**Excerpt provided:**
______________________________
As we saw in [clipped double-Q DDPG](./05-ddpg.ipynb), target parameters $\phi_1^{\prime}, \phi_2^{\prime}$ are delayed with coefficient parameter (hyper-parameter) $ \tau $.

In [7]:
tau = 0.002

def update_target():
    for var, var_target in zip(q_origin_model1.parameters(), q_target_model1.parameters()):
        var_target.data = tau * var.data + (1.0 - tau) * var_target.data
    for var, var_target in zip(q_origin_model2.parameters(), q_target_model2.parameters()):
        var_target.data = tau * var.data + (1.0 - tau) * var_target.data

As we saw in [DDPG](./05-ddpg.ipynb), we use replay buffer to prevent from learning only for recent experiences.

In [8]:
class replayBuffer:
    def __init__(self, buffer_size: int):
        self.buffer_size = buffer_size
        self.buffer = []
        self._next_idx = 0

    def add(self, item):
        if len(self.buffer) > self._next_idx:
            self.buffer[self._next_idx] = item
        else:
            self.buffer.append(item)
        if self._next_idx == self.buffer_size - 1:
            self._next_idx = 0
        else:
            self._next_idx = self._next_idx + 1

    def sample(self, batch_size):
        indices = [random.randint(0, len(self.buffer) - 1) for _ in range(batch_size)]
        states   = [self.buffer[i][0] for i in indices]
        actions  = [self.buffer[i][1] for i in indices]
        rewards  = [self.buffer[i][2] for i in indices]
        n_states = [self.buffer[i][3] for i in indices]
        dones    = [self.buffer[i][4] for i in indices]
        return states, actions, rewards, n_states, dones

    def length(self):
        return len(self.buffer)

buffer = replayBuffer(20000)

Now let's put it all together !

In [9]:
import pickle
with open('inputTestCases/_input2ways_n=4_.pickle', 'rb') as f:
    roadDefs = pickle.load(f) # deserialize using load()
______________________________
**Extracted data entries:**
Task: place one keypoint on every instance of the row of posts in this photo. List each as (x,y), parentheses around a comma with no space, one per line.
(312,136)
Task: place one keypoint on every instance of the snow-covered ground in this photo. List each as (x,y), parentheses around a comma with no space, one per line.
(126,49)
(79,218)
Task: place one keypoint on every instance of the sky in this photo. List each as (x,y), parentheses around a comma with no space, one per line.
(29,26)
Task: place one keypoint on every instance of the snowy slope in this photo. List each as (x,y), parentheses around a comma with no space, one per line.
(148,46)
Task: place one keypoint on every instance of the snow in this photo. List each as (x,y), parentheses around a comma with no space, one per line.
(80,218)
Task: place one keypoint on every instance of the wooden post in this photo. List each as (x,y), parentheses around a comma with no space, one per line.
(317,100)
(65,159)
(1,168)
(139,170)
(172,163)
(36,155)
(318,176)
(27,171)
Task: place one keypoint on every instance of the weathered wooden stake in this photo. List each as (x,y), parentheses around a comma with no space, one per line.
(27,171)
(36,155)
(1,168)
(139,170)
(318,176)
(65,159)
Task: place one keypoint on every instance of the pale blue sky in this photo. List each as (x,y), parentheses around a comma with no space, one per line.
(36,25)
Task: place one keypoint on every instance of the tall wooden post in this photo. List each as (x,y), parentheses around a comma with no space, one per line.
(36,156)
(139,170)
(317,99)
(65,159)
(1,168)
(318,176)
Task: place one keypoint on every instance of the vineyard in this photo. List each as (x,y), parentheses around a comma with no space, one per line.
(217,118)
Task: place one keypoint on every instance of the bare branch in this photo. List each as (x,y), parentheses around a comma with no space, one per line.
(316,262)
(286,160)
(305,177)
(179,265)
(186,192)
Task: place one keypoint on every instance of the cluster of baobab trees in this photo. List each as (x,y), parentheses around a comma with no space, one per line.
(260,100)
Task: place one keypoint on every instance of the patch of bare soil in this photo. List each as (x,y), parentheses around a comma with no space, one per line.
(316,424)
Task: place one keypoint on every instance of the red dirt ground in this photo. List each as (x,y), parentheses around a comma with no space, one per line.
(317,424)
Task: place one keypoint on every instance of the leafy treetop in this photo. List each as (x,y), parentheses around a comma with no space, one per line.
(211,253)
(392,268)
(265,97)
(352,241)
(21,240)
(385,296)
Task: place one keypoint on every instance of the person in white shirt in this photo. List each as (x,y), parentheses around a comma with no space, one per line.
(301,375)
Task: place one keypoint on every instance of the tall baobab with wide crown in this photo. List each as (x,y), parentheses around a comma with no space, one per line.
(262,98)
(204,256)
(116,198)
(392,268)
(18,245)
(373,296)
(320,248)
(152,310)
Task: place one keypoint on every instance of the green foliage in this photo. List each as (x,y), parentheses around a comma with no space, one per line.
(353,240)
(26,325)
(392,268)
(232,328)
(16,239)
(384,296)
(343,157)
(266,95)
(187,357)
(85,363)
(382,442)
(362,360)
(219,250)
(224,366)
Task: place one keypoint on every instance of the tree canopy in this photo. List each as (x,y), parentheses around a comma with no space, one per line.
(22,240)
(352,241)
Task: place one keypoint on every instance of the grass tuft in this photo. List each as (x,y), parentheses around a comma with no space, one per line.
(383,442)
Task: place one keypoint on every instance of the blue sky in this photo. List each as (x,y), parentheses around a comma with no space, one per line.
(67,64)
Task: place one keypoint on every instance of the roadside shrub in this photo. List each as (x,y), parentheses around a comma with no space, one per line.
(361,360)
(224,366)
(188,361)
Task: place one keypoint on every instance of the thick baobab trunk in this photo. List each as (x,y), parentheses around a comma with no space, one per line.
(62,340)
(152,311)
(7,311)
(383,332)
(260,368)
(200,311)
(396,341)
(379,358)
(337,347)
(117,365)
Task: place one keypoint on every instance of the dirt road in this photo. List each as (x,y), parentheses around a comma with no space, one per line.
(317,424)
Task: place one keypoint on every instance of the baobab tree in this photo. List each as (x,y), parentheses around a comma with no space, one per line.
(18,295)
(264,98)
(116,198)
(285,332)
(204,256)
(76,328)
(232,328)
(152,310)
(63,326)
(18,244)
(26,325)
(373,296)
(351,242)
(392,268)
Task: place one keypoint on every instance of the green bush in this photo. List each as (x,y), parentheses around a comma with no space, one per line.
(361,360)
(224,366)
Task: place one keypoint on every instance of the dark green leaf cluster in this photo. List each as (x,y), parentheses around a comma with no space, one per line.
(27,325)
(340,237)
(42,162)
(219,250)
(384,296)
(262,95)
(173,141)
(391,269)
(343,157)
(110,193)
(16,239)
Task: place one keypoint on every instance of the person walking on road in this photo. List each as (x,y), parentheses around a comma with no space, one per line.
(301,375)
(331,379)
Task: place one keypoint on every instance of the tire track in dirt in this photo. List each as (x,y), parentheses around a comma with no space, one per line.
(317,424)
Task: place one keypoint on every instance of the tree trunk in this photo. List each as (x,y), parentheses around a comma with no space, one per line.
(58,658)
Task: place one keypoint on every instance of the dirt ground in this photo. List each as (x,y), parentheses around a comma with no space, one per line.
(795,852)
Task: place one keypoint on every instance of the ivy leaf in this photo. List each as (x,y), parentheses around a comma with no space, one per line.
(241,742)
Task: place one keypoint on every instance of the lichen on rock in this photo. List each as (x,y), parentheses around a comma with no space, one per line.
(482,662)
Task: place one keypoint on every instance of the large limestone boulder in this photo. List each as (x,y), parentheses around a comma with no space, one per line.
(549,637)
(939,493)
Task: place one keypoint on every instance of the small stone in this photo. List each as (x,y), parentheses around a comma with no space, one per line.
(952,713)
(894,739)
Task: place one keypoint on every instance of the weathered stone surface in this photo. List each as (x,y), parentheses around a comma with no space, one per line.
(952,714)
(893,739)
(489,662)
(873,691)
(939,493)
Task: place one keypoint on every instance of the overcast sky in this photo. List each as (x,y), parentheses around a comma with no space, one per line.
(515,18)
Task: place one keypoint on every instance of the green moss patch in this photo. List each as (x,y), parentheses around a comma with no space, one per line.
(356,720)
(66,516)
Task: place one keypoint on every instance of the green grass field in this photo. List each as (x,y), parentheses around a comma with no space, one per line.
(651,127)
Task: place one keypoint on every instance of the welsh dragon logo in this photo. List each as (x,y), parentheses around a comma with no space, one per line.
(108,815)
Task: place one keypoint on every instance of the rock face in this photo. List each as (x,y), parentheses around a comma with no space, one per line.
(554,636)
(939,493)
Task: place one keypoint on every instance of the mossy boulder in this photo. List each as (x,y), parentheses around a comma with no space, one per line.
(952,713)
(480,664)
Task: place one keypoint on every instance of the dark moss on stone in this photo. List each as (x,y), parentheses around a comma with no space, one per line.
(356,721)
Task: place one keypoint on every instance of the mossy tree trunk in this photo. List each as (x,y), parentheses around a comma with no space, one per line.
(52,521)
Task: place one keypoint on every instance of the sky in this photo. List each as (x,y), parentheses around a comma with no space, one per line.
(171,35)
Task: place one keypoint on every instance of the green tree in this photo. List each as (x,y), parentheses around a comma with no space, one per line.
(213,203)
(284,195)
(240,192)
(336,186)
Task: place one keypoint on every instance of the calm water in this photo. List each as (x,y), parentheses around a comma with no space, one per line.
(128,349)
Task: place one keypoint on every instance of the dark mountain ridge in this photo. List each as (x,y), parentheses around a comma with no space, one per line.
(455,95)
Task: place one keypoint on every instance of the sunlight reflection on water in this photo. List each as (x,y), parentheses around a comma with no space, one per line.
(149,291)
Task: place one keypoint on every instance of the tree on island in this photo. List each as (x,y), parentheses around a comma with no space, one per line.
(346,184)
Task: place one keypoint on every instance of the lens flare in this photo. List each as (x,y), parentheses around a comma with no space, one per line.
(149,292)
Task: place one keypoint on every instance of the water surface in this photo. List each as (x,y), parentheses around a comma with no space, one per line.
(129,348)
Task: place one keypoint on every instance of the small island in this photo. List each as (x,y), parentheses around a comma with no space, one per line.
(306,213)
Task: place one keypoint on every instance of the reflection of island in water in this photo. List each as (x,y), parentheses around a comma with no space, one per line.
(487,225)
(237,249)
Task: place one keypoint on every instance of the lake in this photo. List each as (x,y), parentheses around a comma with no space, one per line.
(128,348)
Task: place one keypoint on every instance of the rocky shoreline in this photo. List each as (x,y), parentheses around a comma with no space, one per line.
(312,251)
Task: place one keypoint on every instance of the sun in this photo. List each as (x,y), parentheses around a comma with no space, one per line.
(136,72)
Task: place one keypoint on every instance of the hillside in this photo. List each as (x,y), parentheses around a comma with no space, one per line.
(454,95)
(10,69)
______________________________
**Your task:** Quote the whole notebook excerpt on delayed target updates and the replay buffer, character for character.

**Worked answer:**
As we saw in [clipped double-Q DDPG](./05-ddpg.ipynb), target parameters $\phi_1^{\prime}, \phi_2^{\prime}$ are delayed with coefficient parameter (hyper-parameter) $ \tau $.

In [7]:
tau = 0.002

def update_target():
    for var, var_target in zip(q_origin_model1.parameters(), q_target_model1.parameters()):
        var_target.data = tau * var.data + (1.0 - tau) * var_target.data
    for var, var_target in zip(q_origin_model2.parameters(), q_target_model2.parameters()):
        var_target.data = tau * var.data + (1.0 - tau) * var_target.data

As we saw in [DDPG](./05-ddpg.ipynb), we use replay buffer to prevent from learning only for recent experiences.

In [8]:
class replayBuffer:
    def __init__(self, buffer_size: int):
        self.buffer_size = buffer_size
        self.buffer = []
        self._next_idx = 0

    def add(self, item):
        if len(self.buffer) > self._next_idx:
            self.buffer[self._next_idx] = item
        else:
            self.buffer.append(item)
        if self._next_idx == self.buffer_size - 1:
            self._next_idx = 0
        else:
            self._next_idx = self._next_idx + 1

    def sample(self, batch_size):
        indices = [random.randint(0, len(self.buffer) - 1) for _ in range(batch_size)]
        states   = [self.buffer[i][0] for i in indices]
        actions  = [self.buffer[i][1] for i in indices]
        rewards  = [self.buffer[i][2] for i in indices]
        n_states = [self.buffer[i][3] for i in indices]
        dones    = [self.buffer[i][4] for i in indices]
        return states, actions, rewards, n_states, dones

    def length(self):
        return len(self.buffer)

buffer = replayBuffer(20000)

Now let's put it all together !

In [9]:
import pickle
with open('inputTestCases/_input2ways_n=4_.pickle', 'rb') as f:
    roadDefs = pickle.load(f) # deserialize using load()